#### TASK REQUIREMENTS:
Print the line that contains "Provide one point per instance of the sole" and every line after it through the last line of the records below, exactly as written and nothing else.

#### GIVEN ENTRIES:
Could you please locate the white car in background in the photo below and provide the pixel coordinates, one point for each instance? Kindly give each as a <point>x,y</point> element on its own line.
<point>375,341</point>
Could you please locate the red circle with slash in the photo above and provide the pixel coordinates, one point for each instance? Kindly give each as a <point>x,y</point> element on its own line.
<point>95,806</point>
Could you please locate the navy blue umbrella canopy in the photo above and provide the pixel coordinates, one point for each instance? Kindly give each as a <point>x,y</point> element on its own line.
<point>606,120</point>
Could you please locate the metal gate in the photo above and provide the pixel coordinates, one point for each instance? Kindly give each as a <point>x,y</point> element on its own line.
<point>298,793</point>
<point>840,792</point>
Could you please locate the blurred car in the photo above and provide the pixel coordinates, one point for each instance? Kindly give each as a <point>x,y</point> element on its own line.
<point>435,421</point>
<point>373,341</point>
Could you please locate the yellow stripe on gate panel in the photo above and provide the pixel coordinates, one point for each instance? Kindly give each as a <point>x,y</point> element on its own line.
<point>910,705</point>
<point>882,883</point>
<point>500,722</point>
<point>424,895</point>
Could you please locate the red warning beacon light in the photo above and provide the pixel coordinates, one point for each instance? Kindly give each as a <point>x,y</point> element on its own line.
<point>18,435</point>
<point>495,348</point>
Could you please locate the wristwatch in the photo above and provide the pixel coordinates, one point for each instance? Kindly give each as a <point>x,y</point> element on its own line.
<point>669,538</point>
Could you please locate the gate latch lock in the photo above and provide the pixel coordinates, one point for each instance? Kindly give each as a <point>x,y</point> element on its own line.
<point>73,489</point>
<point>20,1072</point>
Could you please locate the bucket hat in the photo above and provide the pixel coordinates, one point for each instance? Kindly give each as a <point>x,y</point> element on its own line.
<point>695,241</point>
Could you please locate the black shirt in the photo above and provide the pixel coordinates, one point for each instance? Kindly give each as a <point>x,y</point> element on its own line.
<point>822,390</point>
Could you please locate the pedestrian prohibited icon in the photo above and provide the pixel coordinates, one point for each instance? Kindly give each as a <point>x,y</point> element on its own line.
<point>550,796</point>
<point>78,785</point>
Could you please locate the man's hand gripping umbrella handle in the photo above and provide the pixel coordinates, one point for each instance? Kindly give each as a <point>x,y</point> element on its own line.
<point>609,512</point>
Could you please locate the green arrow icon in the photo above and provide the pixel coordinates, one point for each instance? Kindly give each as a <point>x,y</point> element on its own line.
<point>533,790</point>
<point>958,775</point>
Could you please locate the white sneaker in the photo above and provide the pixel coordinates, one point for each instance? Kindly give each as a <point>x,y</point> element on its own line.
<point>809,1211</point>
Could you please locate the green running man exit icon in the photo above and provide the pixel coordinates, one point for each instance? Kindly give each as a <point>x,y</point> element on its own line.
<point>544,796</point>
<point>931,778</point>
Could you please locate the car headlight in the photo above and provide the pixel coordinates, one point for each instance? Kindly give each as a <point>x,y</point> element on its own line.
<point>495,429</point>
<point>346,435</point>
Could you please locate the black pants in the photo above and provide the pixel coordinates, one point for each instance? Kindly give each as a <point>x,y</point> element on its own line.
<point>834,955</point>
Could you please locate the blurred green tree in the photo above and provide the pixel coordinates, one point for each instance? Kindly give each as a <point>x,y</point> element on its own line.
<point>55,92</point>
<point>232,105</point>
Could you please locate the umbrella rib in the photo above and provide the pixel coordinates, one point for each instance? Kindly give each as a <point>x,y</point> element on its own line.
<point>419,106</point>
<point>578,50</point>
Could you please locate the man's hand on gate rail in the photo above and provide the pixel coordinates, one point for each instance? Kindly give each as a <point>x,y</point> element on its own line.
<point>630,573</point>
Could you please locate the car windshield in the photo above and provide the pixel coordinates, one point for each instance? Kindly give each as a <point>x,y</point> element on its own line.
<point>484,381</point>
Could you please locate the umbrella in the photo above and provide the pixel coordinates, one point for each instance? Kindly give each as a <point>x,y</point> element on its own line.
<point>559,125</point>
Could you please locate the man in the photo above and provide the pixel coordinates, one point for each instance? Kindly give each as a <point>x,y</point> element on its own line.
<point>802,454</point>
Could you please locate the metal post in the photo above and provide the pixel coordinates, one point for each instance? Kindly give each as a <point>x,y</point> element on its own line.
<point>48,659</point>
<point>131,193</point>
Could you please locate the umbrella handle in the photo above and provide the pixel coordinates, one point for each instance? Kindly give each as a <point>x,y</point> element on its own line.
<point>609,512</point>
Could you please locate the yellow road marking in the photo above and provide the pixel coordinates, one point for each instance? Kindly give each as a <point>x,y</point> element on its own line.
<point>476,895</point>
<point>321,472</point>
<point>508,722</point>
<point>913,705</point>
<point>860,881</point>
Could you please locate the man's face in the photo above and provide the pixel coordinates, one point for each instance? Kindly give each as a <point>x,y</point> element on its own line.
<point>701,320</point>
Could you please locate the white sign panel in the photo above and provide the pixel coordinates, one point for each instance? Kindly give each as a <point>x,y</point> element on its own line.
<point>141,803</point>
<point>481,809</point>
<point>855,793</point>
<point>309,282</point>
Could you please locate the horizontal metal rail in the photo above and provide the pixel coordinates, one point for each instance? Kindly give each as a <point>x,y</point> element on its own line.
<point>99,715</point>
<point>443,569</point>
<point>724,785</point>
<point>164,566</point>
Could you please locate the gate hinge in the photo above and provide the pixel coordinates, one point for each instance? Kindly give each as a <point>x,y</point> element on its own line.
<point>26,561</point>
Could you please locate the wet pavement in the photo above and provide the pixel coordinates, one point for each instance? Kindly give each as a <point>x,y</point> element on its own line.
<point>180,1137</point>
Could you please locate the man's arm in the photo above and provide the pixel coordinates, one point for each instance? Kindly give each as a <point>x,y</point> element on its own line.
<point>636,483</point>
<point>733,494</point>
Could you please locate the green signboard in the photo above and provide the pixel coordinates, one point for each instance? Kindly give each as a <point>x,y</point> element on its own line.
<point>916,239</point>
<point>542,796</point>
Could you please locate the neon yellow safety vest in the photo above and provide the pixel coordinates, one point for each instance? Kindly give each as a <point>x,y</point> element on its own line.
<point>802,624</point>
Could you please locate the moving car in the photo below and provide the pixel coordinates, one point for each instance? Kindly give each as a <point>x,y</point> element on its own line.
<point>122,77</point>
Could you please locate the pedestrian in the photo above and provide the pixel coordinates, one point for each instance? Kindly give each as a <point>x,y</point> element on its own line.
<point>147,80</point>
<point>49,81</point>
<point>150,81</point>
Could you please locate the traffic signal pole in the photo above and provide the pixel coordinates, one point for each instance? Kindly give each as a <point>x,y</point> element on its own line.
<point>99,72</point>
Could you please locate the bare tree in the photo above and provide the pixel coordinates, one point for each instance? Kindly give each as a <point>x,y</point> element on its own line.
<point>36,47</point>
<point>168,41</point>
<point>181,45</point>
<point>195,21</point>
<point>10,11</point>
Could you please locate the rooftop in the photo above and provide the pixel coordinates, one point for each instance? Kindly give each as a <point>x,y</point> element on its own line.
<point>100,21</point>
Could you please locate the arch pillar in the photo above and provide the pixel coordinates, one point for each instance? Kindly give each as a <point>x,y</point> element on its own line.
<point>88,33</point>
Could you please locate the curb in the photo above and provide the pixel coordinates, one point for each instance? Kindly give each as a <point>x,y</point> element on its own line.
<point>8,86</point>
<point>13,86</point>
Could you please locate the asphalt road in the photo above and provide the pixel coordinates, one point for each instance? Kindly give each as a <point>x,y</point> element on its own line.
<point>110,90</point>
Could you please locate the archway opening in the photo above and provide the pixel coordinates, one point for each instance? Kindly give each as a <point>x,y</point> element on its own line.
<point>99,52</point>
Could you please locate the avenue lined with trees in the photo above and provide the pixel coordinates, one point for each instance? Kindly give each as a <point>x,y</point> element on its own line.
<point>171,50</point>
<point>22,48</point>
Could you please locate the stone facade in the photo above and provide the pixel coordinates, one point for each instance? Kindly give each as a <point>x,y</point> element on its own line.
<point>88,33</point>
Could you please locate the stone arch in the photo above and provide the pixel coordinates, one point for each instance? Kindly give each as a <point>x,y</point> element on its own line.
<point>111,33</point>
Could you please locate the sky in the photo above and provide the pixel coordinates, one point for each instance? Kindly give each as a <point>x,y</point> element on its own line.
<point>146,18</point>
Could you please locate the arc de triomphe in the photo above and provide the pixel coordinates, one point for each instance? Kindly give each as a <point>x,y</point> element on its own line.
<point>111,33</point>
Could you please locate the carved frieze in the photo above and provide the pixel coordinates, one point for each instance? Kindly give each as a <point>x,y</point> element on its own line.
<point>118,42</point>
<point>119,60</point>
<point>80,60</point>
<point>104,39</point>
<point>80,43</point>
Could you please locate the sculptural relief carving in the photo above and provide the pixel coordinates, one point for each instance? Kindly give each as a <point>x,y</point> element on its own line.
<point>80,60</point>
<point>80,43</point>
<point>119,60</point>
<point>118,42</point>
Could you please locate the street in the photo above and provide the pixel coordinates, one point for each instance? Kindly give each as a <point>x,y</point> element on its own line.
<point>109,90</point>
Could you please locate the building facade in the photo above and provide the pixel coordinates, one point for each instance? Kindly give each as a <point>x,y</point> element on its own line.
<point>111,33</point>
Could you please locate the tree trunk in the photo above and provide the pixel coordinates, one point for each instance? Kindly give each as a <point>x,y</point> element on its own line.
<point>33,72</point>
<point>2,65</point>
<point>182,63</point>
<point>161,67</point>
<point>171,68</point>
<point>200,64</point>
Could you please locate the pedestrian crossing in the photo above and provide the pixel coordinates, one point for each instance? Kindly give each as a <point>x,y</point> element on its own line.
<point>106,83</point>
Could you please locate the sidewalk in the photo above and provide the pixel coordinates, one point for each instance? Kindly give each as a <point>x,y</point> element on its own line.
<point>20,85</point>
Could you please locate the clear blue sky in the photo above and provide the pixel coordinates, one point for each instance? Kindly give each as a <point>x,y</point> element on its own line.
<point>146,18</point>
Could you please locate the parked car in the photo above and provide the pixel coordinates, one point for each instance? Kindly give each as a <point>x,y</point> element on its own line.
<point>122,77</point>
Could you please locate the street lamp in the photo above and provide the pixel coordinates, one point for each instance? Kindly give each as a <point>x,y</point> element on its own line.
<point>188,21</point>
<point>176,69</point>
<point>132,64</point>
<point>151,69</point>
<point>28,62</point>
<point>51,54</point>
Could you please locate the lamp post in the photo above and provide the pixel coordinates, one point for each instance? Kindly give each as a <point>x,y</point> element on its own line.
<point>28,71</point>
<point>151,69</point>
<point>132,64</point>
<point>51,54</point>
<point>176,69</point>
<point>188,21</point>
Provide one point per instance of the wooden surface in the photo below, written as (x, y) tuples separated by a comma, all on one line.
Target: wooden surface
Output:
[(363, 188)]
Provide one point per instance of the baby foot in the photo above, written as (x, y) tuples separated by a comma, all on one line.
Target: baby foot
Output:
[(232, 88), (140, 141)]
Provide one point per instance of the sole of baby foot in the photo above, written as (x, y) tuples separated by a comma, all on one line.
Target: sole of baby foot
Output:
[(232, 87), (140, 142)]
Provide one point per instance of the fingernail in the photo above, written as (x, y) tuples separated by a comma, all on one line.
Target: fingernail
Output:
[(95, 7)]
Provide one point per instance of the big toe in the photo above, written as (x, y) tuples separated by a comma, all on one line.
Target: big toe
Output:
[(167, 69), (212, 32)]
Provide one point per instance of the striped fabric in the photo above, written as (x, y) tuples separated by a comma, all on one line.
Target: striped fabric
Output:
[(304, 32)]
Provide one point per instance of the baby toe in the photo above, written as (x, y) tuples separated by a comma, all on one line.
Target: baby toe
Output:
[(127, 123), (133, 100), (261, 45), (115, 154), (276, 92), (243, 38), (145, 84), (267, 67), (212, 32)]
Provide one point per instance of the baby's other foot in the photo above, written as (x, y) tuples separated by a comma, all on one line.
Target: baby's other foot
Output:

#### EXERCISE RESULT:
Provide one point per instance of the sole of baby foot in the photo above, written as (x, y) tuples separated by a comma, all on one line.
Target: sole of baby foot
Output:
[(232, 87), (140, 142)]
Provide one point per instance of the fingernail in the photo above, written as (x, y) tuples separated by a comma, all on one line.
Target: fingernail
Output:
[(95, 7)]
Provide one point per instance of the big toe in the photo above, written as (x, y) tuples separated by a comma, all on one line.
Target: big toe
Output:
[(167, 69), (212, 32)]
Provide one point per instance of the striped fabric in the photo above, written as (x, y) tuples separated by a comma, all on one line.
Target: striped fabric
Output:
[(304, 32)]
Provide one point per instance of the baby toe in the photo above, written as (x, y) tuples separated by a comma, all on one line.
Target: baby toe
Output:
[(127, 123), (133, 100), (261, 45), (115, 154), (276, 92), (243, 38), (145, 84), (267, 67), (212, 32)]
Provide one point per instance of the baby's other foot in the photo above, written as (x, y) tuples separated by a comma, all on one line.
Target: baby's other foot
Output:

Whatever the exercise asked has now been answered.